_Exercices écrits_.
**a)** Recopiez fidèlement le passage de l'extrait sur les planches de Muret en commençant par « Une archéologie par » et en poursuivant jusqu'à « des représentations d'Hercule. ».
**b)** D'après l'extrait sur les planches de Muret, en quelle année a paru la « Lettre à M. le professeur Eduard Gerhard sur deux vases peints de style et de travail étrusques » de Raoul-Rochette ?

_Extrait choisi_.
--------
Une archéologie par l’image

D'illustrateur ...

Les planches dessinées par Muret ont été au départ conçues en partie pour documenter la collection du Cabinet des médailles, et en partie pour aider à rassembler de la documentation autour des figures mythiques sur lesquelles Raoul-Rochette travaillait. On a ainsi déjà noter une convergence des intérêts de Muret et du conservateur autour des images phalliques ou des origines des représentations d'Hercule.

On trouve ainsi d’autres exemples de liens entre des articles publiés par Raoul-Rochette et des planches dessinées par Muret. Par exemple, la « Lettre à M. le professeur Eduard Gerhard sur deux vases peints de style et de travail étrusques » de Raoul-Rochette, parue en 1834 (Annales de l'Institut de correspondance archéologique, second et troisième cahiers, p. 264-294), est illustré de deux planches dans les Monumenti, II, pl. VIII et IX, non signées, qui reproduisent les scènes de deux vases étrusques. Ces deux vases sont aussi dans le Recueil : le cratère Beugnot et le cratère Durand, passé ensuite dans la collection Blacas.
--------
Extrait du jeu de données
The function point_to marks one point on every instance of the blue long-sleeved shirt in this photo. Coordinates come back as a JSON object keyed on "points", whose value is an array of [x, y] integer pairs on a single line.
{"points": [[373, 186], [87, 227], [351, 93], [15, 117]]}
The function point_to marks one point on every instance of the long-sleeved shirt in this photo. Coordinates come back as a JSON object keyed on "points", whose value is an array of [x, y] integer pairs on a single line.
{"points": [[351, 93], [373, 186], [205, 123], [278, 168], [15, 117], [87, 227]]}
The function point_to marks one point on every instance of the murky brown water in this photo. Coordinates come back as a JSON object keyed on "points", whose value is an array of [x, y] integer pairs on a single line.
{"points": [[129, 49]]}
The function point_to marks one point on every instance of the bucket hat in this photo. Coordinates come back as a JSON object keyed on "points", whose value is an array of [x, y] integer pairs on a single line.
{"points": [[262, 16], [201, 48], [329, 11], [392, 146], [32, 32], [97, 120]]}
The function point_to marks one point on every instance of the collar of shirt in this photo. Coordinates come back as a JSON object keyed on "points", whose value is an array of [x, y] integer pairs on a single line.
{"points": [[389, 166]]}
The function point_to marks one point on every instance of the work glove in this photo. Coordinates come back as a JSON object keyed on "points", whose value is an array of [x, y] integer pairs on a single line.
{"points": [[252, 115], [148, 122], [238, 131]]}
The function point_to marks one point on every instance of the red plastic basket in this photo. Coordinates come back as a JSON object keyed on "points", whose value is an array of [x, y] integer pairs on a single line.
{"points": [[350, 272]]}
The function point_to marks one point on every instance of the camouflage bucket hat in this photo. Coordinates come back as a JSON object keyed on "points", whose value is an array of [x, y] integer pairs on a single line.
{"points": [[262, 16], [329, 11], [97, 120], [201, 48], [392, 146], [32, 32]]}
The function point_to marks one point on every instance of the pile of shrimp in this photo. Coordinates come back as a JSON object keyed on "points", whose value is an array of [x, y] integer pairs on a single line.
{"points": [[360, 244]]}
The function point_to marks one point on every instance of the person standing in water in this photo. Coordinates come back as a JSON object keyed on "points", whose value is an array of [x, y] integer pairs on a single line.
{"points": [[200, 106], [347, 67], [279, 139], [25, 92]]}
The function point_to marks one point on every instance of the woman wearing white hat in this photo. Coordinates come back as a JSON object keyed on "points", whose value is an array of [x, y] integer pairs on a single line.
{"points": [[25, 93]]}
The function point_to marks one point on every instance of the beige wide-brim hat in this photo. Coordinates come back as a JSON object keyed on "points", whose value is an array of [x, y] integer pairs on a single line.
--------
_Corrigé de l'exercice_.
**a)**
Une archéologie par l’image

D'illustrateur ...

Les planches dessinées par Muret ont été au départ conçues en partie pour documenter la collection du Cabinet des médailles, et en partie pour aider à rassembler de la documentation autour des figures mythiques sur lesquelles Raoul-Rochette travaillait. On a ainsi déjà noter une convergence des intérêts de Muret et du conservateur autour des images phalliques ou des origines des représentations d'Hercule.

**b)** En 1834.